------ Text section
With a view to providing a suitable environment wherein law students can hone and chisel their professional skills, the KSLU has initiated an International Law Moot Court Competition.

This year, the University is hosting the Eighth International Law Moot Court Competition on August 20 and 21, 2022.

THEME

International Law

REGISTRATION PROCEDURE

  • Teams must register with the link given at the end of this post.
  • The registration fee for a Team is INR 3000
  • The participating teams may pay the registration fee by way of a Demand Draft drawn on any nationalized bank in favor of “The Finance Officer, KSLU” payable at “Hubballi”.
  • A scanned copy of the Demand Draft is to be emailed to the OC at kslumoot@gmail.com on or before August 15, 2022 and hard copy of the same shall be sent to the OC while sending the registration form.
------------
### Required tasks
[a] From the moot court announcement above, extract the passage that begins at the words "REGISTRATION PROCEDURE" and stops after the words "the registration form.".
[b] Answer these questions using the moot court announcement above:
(i) On what dates is the Eighth International Law Moot Court Competition being held?
(ii) What is the registration fee for a team?
(iii) To what email address must the scanned copy of the Demand Draft be sent?
------ Data
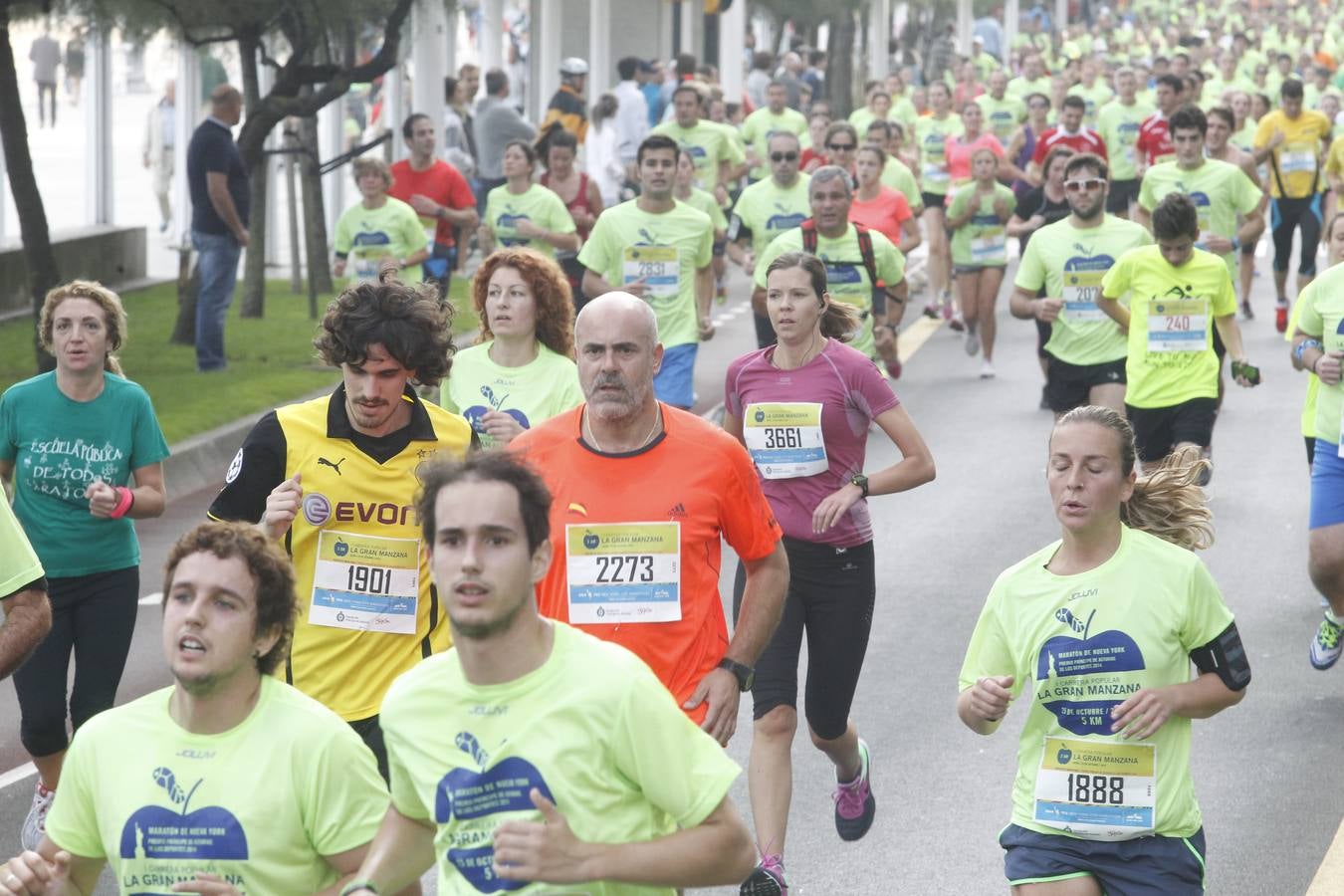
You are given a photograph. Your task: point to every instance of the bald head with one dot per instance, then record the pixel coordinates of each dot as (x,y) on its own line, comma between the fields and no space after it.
(620,316)
(618,354)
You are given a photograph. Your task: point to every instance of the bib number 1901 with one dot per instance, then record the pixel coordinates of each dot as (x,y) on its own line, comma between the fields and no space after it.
(1099,790)
(369,579)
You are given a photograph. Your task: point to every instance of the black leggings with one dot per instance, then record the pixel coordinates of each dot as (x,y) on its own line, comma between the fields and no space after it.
(93,615)
(1287,214)
(830,595)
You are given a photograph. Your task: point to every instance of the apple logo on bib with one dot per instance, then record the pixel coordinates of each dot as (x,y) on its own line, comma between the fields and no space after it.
(206,833)
(476,798)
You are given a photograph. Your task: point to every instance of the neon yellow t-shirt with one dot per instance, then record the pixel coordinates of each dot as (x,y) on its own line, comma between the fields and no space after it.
(1003,115)
(261,803)
(707,144)
(705,202)
(1070,264)
(367,235)
(1079,645)
(1094,99)
(983,241)
(663,250)
(1220,189)
(1321,315)
(1313,381)
(847,278)
(19,564)
(932,137)
(591,729)
(1171,327)
(1118,127)
(765,210)
(1297,158)
(538,204)
(897,175)
(530,394)
(764,123)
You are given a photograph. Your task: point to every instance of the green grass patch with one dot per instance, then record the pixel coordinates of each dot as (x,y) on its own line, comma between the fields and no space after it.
(271,358)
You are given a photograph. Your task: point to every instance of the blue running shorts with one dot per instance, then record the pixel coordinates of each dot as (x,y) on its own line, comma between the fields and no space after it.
(1140,866)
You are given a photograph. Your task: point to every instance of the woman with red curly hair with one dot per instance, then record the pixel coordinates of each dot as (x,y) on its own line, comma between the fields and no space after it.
(522,368)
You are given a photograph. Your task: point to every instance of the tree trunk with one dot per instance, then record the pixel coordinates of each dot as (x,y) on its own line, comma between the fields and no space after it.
(254,260)
(23,185)
(840,69)
(188,288)
(254,158)
(315,208)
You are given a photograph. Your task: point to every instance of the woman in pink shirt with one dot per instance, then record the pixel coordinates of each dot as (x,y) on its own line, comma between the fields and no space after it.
(879,207)
(960,149)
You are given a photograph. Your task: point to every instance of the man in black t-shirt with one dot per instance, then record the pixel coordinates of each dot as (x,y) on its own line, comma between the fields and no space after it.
(219,206)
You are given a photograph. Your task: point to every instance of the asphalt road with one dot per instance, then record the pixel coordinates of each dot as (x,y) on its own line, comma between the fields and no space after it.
(1262,770)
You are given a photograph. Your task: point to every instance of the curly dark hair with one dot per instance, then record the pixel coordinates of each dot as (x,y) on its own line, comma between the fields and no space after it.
(411,324)
(550,295)
(271,569)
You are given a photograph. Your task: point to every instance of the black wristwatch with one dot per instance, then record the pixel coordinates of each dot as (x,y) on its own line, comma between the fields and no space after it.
(862,481)
(745,675)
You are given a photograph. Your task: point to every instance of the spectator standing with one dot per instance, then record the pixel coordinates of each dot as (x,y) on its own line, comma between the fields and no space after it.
(157,146)
(45,55)
(760,78)
(219,206)
(496,123)
(632,113)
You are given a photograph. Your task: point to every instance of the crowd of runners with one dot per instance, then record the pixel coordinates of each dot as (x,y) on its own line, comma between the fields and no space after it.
(464,611)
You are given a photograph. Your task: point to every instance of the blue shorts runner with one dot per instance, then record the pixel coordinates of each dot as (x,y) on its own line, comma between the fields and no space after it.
(1140,866)
(675,380)
(1327,485)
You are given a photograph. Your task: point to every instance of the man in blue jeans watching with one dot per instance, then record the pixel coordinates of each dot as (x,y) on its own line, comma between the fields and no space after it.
(218,184)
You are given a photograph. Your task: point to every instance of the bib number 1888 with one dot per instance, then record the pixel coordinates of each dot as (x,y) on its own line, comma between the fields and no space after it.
(1097,788)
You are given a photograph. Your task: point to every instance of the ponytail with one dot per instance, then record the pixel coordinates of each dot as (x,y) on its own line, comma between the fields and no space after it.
(1168,503)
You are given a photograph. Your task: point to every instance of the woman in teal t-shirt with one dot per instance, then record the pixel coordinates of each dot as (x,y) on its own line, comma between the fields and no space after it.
(1095,634)
(84,452)
(522,369)
(523,212)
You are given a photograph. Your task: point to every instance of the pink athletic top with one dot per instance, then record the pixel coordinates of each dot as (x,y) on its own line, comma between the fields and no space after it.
(851,392)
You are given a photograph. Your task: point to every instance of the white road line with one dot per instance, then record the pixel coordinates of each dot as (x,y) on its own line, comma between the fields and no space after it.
(15,776)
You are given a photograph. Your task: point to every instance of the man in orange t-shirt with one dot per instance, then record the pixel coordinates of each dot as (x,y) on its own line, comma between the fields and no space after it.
(641,493)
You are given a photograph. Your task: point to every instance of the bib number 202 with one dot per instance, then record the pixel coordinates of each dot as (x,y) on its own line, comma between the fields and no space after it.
(1099,790)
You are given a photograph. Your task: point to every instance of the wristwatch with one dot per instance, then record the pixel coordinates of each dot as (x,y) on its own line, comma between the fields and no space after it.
(862,481)
(745,675)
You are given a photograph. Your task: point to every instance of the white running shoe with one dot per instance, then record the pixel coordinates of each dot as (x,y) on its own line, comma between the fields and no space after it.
(35,825)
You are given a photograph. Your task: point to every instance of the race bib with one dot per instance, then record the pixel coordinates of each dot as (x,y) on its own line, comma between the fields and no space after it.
(620,572)
(1294,157)
(1097,790)
(934,173)
(657,266)
(1082,289)
(990,249)
(365,583)
(1178,324)
(365,268)
(785,439)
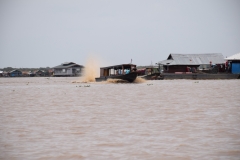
------------
### Results of the exercise
[a]
REGISTRATION PROCEDURE

  • Teams must register with the link given at the end of this post.
  • The registration fee for a Team is INR 3000
  • The participating teams may pay the registration fee by way of a Demand Draft drawn on any nationalized bank in favor of “The Finance Officer, KSLU” payable at “Hubballi”.
  • A scanned copy of the Demand Draft is to be emailed to the OC at kslumoot@gmail.com on or before August 15, 2022 and hard copy of the same shall be sent to the OC while sending the registration form.

[b]
(i) August 20 and 21, 2022
(ii) INR 3000
(iii) kslumoot@gmail.com